%%

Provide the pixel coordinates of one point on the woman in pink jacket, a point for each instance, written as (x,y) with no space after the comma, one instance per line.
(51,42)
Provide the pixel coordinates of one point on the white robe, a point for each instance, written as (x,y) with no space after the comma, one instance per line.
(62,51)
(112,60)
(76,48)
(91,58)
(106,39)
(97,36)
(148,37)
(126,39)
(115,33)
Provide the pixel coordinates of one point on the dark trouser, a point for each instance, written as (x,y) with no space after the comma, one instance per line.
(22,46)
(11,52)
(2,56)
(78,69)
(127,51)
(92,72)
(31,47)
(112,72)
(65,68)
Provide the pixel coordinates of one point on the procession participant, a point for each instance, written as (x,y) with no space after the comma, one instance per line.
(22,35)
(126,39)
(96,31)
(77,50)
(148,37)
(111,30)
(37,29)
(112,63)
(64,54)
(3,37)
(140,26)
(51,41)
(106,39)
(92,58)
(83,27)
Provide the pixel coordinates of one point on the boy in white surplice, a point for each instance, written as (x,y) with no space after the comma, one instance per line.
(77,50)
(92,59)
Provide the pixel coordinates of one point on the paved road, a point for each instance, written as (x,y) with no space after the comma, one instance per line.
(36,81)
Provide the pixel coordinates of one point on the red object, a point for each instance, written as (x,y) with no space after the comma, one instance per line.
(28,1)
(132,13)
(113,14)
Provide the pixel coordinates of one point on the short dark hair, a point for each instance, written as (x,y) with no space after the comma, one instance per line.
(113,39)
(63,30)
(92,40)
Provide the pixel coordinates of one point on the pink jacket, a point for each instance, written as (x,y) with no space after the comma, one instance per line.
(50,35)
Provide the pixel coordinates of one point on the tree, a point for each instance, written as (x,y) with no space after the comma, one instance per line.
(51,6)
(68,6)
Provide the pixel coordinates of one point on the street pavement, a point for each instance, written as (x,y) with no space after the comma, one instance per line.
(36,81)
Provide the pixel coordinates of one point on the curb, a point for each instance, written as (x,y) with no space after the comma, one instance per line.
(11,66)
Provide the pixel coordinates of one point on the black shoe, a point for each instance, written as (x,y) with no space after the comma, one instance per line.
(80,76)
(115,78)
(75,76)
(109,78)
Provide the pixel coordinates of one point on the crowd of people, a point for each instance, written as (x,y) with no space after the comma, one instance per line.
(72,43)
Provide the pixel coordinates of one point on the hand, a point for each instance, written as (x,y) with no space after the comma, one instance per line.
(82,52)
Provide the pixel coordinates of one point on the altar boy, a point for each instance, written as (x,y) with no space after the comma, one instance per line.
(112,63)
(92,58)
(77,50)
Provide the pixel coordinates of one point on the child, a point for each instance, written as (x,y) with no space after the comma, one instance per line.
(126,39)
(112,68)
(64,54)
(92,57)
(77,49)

%%

__Goal__:
Quote every line above verbatim, in the same order.

__Final answer__:
Provide the pixel coordinates of one point on the woman in pink jacket, a point for each instance, written as (x,y) with no space after the comma, one instance per line.
(51,42)
Provide the pixel coordinates of one point on the white robe, a point for each instance, written as (x,y) with no space after the comma, one instance per line.
(62,51)
(112,60)
(76,48)
(91,58)
(106,39)
(97,36)
(148,37)
(126,39)
(115,33)
Provide the pixel coordinates of one point on the dark trouser, a point for each instance, written as (x,y) with no space after the comma, one instance per line.
(22,46)
(11,52)
(2,56)
(78,69)
(127,51)
(92,72)
(31,47)
(112,72)
(65,68)
Provide the pixel coordinates of one point on the procession participant, a point for each instance, written as (x,y) with no space after the comma, one instance per line.
(22,35)
(126,39)
(96,31)
(77,50)
(148,37)
(111,30)
(37,29)
(112,63)
(64,54)
(3,37)
(140,26)
(51,41)
(106,39)
(92,58)
(83,27)
Provide the pixel coordinates of one point on the boy in white surplice, a point for each instance, written as (x,y) with no space after the comma, one instance per line.
(77,50)
(92,59)
Provide the pixel coordinates of one point on the paved road, a point for each instance, written as (x,y) with no space after the comma, one instance per line.
(36,81)
Provide the pixel coordinates of one point on the red object, a point for each instance, written as (x,y) with no space after the comma, one instance per line.
(28,1)
(132,13)
(113,14)
Provide the pixel coordinates of one point on the short dark hair, a point for each instance, written as (x,y) with no space after the comma, one instance per line.
(113,39)
(63,30)
(92,40)
Provide the pixel coordinates of one point on the pink jacket, a point for each instance, written as (x,y) with no space after the comma, one instance per line.
(50,35)
Provide the pixel coordinates of one point on the tree, a point for each instance, written as (x,y) with no space after the comma, one instance per line.
(51,6)
(68,6)
Provide the pixel coordinates of one point on the street pavement, a point for each instance, written as (x,y) with no space after the comma, one instance per line.
(36,81)
Provide the pixel coordinates of one point on the curb, a point for each instance, written as (x,y) with no space after the comma, one instance per line.
(11,66)
Provide the pixel coordinates of one point on the black shoe, a point for each instance, written as (x,y) with no space after the comma, one instance per line.
(80,76)
(115,78)
(75,76)
(109,78)
Provide the pixel coordinates of one point on the crowd of people, a point for each instance, written as (x,y) with no space after the comma, one instance per line.
(72,43)
Provide the pixel coordinates of one point on the hand, a point for each instance, written as (x,y) with no space after the comma, one instance per line.
(82,52)
Provide the pixel coordinates of one point on the altar boy, a point for each instance, written as (x,y) with no space after the comma, one instance per line.
(112,63)
(92,58)
(77,50)
Provide the pixel coordinates of one point on the child, a point for each instance, written as (x,y) with no space after the comma, one instance per line.
(126,39)
(112,68)
(64,54)
(92,57)
(77,49)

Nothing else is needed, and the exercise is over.